Without any change, set down every record below.

------ RAW DATA

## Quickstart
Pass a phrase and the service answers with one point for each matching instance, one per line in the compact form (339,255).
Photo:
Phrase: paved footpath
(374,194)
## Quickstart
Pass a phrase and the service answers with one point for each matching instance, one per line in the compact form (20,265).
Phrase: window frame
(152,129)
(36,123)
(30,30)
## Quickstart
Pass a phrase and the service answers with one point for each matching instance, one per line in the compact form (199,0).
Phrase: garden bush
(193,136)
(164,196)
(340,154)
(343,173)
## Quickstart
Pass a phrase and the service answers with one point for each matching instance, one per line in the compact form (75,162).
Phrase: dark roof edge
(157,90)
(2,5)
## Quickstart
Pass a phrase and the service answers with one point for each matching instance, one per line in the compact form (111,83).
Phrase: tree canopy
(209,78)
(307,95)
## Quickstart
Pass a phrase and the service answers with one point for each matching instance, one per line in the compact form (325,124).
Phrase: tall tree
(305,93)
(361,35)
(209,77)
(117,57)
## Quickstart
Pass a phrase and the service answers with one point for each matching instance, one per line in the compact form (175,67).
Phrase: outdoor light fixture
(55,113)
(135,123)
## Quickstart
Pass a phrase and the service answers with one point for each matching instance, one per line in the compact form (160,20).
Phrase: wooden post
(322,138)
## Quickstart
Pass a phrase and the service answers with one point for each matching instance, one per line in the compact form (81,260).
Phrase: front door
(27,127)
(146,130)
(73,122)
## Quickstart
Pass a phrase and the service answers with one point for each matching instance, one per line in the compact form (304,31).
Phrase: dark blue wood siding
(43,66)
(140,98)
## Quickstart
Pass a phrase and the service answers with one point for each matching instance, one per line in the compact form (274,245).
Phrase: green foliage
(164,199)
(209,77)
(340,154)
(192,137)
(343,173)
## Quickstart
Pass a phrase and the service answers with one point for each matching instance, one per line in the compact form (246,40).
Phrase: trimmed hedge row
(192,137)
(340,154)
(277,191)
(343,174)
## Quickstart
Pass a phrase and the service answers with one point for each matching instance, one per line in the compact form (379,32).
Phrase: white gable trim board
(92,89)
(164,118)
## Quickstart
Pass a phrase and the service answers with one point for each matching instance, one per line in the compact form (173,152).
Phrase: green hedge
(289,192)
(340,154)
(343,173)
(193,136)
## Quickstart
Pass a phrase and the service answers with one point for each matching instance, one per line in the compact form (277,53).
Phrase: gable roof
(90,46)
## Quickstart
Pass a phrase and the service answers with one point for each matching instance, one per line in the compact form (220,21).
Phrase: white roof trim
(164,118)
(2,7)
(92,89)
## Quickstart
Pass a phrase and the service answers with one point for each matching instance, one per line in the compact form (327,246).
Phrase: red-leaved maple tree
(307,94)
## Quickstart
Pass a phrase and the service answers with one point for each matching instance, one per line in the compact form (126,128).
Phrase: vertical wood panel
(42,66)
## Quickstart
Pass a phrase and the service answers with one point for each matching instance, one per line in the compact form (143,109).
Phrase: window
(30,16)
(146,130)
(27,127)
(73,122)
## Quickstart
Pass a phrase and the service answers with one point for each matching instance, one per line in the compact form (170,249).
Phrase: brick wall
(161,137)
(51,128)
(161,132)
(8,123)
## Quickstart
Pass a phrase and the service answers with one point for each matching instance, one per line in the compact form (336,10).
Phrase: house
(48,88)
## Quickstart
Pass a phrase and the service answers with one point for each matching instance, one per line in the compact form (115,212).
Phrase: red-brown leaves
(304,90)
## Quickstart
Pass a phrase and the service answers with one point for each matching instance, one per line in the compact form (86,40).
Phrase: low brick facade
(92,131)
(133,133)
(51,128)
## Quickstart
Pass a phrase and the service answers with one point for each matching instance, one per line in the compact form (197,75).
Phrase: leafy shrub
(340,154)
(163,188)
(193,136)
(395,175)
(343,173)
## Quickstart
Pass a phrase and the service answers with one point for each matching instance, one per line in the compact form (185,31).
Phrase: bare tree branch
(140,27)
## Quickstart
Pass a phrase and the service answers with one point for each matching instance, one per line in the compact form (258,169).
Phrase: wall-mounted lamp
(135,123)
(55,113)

------------

• _WRITTEN RESPONSE_:
## Quickstart
Pass a phrase and the service answers with one point for each matching instance, one per line in the compact form (339,255).
Photo:
Phrase: paved footpath
(374,194)
## Quickstart
Pass a phrase and the service answers with one point for each matching instance, one per line in the compact form (20,265).
Phrase: window frame
(152,129)
(36,123)
(30,30)
## Quickstart
Pass a phrase and the service answers with one point for each matching instance, one per line in the compact form (199,0).
Phrase: garden bush
(193,136)
(164,196)
(340,154)
(343,173)
## Quickstart
Pass a phrase and the service answers with one point for each matching instance, one per line in the compact form (75,162).
Phrase: dark roof edge
(157,90)
(2,5)
## Quickstart
Pass a phrase and the service answers with one point for each matching instance, one per line in the compact form (111,83).
Phrase: tree canopy
(209,78)
(307,95)
## Quickstart
Pass a phrase and the service answers with one point for each matching instance, one per line in the compact form (325,124).
Phrase: tall tree
(305,93)
(361,35)
(209,77)
(117,57)
## Quickstart
Pass a phrase and the service answers with one point for each matching instance, one per line in the compact form (175,67).
Phrase: outdoor light fixture
(55,113)
(135,123)
## Quickstart
Pass a phrase and the service answers with one point for each matching instance, one per line in the compact form (160,20).
Phrase: wooden post
(322,138)
## Quickstart
Pass a phrase and the service answers with one point for each matching instance, one per line in the compact form (81,260).
Phrase: front door
(27,127)
(146,130)
(73,122)
## Quickstart
Pass a phrase and the service answers with one point for each matching instance, one per line in the compact form (304,31).
Phrase: dark blue wood siding
(43,66)
(140,98)
## Quickstart
Pass a phrase and the service answers with one point for each matching instance, one per line in the compact form (274,245).
Phrase: green foliage
(164,199)
(209,77)
(340,154)
(192,137)
(343,173)
## Quickstart
Pass a phrase and the service answers with one point for each matching instance, one per line in the compact form (246,40).
Phrase: trimmed hedge row
(192,137)
(340,154)
(277,191)
(343,174)
## Quickstart
Pass a phrase and the service answers with one point for each matching instance, one per line in the compact form (379,32).
Phrase: white gable trim board
(92,89)
(164,118)
## Quickstart
Pass a phrase and the service answers with one point for each matching instance, one per line in the compact form (173,152).
Phrase: green hedge
(289,192)
(340,154)
(343,173)
(193,136)
## Quickstart
Pass a phrase and the service answers with one point for each matching instance, one per line in the compact form (277,53).
Phrase: gable roof
(90,46)
## Quickstart
Pass a phrase and the service answers with one point for each matching instance, one per line in the compact form (220,21).
Phrase: white roof trim
(164,118)
(2,7)
(92,89)
## Quickstart
Pass a phrase and the service answers with one point for each matching instance, one per line in the compact form (327,246).
Phrase: red-leaved maple tree
(307,94)
## Quickstart
Pass a phrase and the service answers with one point for each matching instance, one per line in the compact form (126,128).
Phrase: vertical wood panel
(42,66)
## Quickstart
Pass a phrase and the service answers with one point for each matching instance, one per line in the compact form (143,109).
Phrase: window
(30,16)
(146,130)
(27,127)
(73,122)
## Quickstart
Pass a phrase and the service answers with one point for each matching instance, one per line in the compact form (170,249).
Phrase: brick wall
(161,137)
(51,128)
(161,132)
(8,123)
## Quickstart
Pass a phrase and the service answers with one point for each matching instance, one per line in the compact form (336,10).
Phrase: house
(48,88)
## Quickstart
Pass a phrase and the service answers with one point for each matching instance, one per line in the compact form (115,212).
Phrase: red-brown leaves
(304,90)
## Quickstart
Pass a phrase and the service answers with one point for each matching instance, one per line in the compact form (86,40).
Phrase: low brick facade
(92,131)
(133,133)
(51,128)
## Quickstart
Pass a phrase and the service answers with one point for each matching instance, one per line in the compact form (197,75).
Phrase: leafy shrub
(340,154)
(163,188)
(193,136)
(395,175)
(343,173)
## Quickstart
Pass a phrase and the service answers with one point for each matching instance, one per line in the compact form (185,31).
Phrase: bare tree branch
(140,27)
## Quickstart
Pass a phrase and the service answers with one point for each matching instance, one per line in the compact form (258,169).
Phrase: wall-mounted lamp
(135,123)
(55,113)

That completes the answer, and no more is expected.